**DATA IN THIS EXERCISE:**

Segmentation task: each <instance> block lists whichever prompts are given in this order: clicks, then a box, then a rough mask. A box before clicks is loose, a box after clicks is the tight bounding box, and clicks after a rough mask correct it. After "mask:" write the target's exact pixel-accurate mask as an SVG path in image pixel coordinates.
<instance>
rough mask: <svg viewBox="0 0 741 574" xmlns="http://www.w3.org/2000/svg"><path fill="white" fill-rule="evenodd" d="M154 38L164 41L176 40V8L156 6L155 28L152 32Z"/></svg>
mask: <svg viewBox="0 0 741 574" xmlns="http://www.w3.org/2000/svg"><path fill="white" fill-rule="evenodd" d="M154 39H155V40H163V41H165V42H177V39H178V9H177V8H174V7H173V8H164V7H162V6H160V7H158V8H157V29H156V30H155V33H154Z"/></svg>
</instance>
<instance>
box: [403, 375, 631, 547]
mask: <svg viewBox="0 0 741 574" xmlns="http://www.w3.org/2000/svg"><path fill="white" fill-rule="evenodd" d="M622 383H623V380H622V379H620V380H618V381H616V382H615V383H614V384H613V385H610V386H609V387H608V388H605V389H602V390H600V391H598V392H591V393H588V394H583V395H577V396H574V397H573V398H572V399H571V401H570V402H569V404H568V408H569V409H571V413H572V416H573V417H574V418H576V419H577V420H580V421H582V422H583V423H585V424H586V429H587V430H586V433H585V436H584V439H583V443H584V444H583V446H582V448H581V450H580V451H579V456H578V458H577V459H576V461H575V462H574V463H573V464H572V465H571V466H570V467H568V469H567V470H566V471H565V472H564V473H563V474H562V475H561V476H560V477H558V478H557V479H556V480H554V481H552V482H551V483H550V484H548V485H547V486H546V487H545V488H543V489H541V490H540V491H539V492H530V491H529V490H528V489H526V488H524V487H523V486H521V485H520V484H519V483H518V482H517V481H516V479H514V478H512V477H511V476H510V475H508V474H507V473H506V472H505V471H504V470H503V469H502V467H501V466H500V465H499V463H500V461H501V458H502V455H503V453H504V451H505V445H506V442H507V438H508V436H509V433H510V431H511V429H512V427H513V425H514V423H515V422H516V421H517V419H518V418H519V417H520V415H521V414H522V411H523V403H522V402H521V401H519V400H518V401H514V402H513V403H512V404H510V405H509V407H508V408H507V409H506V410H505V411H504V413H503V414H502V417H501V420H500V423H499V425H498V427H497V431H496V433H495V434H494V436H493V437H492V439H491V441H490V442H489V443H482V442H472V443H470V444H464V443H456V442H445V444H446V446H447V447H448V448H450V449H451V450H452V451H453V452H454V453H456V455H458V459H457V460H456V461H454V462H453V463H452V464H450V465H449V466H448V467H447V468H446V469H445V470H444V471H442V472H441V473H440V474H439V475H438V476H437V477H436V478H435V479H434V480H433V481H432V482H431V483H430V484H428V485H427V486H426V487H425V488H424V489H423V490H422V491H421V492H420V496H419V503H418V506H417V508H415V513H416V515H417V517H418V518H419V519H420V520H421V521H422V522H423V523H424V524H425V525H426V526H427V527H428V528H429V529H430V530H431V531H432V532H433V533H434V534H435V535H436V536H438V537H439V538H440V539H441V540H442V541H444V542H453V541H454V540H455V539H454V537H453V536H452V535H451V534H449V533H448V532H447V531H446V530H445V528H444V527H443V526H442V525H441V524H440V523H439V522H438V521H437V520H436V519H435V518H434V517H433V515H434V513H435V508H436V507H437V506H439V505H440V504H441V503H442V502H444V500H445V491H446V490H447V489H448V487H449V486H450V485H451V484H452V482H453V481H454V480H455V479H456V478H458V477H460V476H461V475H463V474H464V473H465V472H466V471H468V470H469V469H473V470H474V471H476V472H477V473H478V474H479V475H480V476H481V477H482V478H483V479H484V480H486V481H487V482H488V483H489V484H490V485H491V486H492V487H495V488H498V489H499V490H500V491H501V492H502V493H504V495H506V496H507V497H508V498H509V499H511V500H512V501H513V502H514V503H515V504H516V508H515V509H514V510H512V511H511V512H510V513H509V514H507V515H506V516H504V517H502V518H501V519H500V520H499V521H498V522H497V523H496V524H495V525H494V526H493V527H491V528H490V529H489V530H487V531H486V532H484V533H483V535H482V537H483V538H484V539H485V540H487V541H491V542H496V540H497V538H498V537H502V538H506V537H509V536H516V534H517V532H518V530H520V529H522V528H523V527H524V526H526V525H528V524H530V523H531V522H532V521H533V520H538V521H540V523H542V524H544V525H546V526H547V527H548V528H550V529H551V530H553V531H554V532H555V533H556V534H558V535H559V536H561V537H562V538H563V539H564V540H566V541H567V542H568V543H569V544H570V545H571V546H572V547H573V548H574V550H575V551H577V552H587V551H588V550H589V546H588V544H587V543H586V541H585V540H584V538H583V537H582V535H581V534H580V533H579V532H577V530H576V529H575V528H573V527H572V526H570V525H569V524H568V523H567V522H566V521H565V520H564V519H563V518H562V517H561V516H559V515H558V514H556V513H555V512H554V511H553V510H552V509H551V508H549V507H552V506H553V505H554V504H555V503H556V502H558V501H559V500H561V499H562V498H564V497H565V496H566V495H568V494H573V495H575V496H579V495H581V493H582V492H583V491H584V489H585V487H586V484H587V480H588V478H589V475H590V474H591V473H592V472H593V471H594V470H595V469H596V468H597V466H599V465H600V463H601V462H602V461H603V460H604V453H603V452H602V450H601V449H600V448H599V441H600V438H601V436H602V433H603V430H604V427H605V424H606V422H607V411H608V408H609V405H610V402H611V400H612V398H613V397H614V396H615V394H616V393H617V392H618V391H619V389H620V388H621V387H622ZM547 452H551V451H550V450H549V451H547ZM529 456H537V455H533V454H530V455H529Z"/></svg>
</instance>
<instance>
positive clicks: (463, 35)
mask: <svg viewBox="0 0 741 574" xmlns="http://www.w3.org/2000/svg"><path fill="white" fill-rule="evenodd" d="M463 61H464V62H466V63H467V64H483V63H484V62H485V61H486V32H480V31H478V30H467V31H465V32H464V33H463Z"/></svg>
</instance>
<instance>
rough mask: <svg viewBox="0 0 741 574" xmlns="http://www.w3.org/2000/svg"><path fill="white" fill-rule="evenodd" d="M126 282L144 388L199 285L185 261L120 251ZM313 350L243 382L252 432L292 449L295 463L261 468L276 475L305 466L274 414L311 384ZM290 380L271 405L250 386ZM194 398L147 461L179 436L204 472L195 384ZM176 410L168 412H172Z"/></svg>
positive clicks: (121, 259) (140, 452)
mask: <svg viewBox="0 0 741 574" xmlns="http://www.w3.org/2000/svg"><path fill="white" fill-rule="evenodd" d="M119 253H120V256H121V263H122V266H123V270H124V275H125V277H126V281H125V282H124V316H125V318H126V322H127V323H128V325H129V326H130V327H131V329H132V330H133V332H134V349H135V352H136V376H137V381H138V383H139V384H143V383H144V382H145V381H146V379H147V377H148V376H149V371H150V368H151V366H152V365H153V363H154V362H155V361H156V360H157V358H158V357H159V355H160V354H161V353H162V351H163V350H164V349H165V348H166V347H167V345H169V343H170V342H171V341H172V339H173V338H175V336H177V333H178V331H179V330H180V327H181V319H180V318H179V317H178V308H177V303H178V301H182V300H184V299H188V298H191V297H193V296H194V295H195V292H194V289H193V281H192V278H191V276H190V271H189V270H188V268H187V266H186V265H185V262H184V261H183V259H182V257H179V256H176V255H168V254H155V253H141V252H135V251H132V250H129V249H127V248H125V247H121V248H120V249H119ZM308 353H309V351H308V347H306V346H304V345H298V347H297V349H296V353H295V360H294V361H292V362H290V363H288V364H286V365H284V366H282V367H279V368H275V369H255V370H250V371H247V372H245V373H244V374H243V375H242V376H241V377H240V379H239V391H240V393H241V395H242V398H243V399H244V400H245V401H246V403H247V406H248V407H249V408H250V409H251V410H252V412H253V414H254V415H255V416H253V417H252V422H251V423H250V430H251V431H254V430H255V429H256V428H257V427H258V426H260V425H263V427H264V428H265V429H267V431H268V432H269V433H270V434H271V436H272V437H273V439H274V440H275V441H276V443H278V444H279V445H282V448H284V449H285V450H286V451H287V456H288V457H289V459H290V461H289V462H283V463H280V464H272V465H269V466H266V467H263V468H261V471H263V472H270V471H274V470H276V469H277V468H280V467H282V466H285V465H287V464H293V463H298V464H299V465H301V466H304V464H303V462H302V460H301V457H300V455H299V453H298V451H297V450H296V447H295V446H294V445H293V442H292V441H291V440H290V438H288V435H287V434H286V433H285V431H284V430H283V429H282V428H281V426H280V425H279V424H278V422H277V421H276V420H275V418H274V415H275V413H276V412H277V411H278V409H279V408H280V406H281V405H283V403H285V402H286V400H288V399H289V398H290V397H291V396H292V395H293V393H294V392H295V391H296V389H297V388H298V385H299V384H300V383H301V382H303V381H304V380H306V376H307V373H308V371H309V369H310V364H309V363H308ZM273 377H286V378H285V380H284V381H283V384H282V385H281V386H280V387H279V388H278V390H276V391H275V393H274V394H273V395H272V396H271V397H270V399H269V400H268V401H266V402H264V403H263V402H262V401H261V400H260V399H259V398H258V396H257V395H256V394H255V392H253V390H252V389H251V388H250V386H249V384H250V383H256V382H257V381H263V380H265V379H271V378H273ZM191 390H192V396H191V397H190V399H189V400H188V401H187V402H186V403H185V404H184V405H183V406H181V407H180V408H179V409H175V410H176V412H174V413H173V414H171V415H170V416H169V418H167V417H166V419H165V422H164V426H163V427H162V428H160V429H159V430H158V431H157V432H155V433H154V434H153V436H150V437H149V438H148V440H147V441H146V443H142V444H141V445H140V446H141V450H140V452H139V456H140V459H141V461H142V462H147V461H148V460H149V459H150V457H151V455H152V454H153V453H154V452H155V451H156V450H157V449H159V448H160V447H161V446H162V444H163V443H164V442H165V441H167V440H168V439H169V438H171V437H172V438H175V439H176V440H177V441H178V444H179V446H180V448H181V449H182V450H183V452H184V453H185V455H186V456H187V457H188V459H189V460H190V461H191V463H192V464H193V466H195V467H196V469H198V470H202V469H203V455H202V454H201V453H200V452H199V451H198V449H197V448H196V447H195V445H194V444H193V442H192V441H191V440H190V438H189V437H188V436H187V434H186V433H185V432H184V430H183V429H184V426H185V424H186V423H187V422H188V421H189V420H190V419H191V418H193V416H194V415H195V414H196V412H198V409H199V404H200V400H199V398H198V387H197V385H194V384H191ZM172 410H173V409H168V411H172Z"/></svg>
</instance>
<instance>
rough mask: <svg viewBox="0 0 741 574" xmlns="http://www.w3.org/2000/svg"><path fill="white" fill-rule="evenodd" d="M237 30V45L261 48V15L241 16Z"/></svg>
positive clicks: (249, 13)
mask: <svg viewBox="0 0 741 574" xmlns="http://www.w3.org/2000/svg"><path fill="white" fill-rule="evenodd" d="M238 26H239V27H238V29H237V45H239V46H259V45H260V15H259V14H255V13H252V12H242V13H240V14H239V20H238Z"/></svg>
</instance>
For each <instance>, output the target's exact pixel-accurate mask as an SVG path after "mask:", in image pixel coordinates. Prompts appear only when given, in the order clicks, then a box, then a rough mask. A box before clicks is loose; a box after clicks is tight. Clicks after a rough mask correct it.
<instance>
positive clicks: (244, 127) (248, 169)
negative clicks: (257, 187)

**PROBLEM TO WORK ON:**
Reproduce the rows above verbatim, everything from the very beginning of the rows down to the line containing "38L164 41L176 40V8L156", including both that first line and that last one.

**ANSWER TO THIS EXERCISE:**
Segmentation task: each <instance> block lists whichever prompts are given in this order: clicks, then a box, then a rough mask. A box before clicks is loose, a box after clicks is the tight bounding box, and clicks after a rough mask correct it. After "mask:" write the target's exact pixel-accurate mask as an SVG path in image pixel coordinates.
<instance>
rough mask: <svg viewBox="0 0 741 574" xmlns="http://www.w3.org/2000/svg"><path fill="white" fill-rule="evenodd" d="M154 38L164 41L176 40V8L156 6L155 28L152 32Z"/></svg>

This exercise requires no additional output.